Ainsi, tandis que tous les nobles demandent le partage des biens communaux pour exercer leur prétendu droit de triage et tous les « droits » que leurs commissaires à terrier exhument ou fabriquent pour eux, tandis que le tiers état des villes est hésitant et incline vers le partage tout en protestant contre les usurpations des seigneurs, tandis que dans la plupart des communautés rurales les paysans disposant d’un peu de bétail, sont énergiquement opposés à la décomposition du domaine commun, il y a quelques communautés où les paysans très pauvres et démunis de bétail réclament le partage afin de pratiquer sur le domaine commun approprié et transformé la culture intensive.

Au fond il n’y a pas contradiction entre les vœux des paysans. Tous ils aspirent à ressaisir sur les seigneurs les biens communs audacieusement volés. Tous ils aspirent à la jouissance de la terre, ici sous forme collective, là sous forme individuelle. Et même, chose bien frappante, ceux qui demandent le partage des communaux semblent éprouver quelque scrupule. Ils ne voudraient pas que cette appropriation individuelle fût brutalement égoïste. Ils offrent de payer une rente à la paroisse, pour des œuvres de solidarité, de mutualité et d’éducation.

CONSIGNE ->
D'après l'extrait sur le partage des biens communaux, que proposent de verser les paysans qui demandent ce partage ?

DONNÉES FOURNIES ->
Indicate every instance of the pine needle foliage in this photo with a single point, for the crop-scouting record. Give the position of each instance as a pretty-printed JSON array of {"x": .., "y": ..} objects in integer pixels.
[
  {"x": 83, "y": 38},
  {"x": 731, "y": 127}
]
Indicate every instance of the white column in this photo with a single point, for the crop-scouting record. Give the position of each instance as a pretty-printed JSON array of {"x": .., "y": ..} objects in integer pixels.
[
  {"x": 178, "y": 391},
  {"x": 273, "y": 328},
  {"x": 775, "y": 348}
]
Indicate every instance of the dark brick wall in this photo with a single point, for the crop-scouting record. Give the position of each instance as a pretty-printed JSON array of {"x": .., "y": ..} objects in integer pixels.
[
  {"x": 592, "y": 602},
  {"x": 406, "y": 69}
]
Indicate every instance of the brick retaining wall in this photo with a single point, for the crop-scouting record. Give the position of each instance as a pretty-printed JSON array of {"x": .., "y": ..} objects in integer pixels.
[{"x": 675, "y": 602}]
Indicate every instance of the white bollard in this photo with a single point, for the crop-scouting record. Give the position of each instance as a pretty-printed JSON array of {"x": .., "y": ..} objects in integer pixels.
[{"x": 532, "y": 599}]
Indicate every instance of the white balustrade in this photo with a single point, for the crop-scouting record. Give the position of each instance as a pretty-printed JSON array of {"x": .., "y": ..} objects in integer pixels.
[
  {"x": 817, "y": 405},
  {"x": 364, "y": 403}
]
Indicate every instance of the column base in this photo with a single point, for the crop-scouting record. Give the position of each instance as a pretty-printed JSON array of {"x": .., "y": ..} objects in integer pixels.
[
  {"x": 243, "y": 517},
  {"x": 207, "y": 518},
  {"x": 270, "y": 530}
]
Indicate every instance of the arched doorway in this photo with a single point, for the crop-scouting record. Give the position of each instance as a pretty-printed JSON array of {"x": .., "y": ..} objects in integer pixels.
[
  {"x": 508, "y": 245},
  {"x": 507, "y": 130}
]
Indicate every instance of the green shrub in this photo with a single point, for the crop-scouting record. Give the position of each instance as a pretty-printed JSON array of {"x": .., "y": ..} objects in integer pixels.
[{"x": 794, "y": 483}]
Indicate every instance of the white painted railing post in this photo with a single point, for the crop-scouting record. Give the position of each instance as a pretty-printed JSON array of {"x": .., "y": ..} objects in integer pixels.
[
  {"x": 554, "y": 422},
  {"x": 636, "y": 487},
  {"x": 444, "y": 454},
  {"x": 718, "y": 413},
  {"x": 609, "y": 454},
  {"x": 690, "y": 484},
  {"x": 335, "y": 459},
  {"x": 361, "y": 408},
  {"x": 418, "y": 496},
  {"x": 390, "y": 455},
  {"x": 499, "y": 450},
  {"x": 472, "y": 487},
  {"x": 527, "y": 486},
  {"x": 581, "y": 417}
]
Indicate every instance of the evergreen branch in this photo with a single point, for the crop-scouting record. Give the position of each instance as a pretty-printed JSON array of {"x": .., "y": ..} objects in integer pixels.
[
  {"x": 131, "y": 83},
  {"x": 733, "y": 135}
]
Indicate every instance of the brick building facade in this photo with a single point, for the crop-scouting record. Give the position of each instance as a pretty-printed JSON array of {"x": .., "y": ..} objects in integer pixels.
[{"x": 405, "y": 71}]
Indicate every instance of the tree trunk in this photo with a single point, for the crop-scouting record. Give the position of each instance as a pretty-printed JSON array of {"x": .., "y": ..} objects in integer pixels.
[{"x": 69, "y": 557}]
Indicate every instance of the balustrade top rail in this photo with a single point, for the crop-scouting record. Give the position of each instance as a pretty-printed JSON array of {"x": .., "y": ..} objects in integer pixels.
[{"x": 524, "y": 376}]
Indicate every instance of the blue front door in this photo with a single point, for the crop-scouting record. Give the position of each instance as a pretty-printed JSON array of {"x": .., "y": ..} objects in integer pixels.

RÉPONSE ->
Une rente à la paroisse, pour des œuvres de solidarité, de mutualité et d'éducation.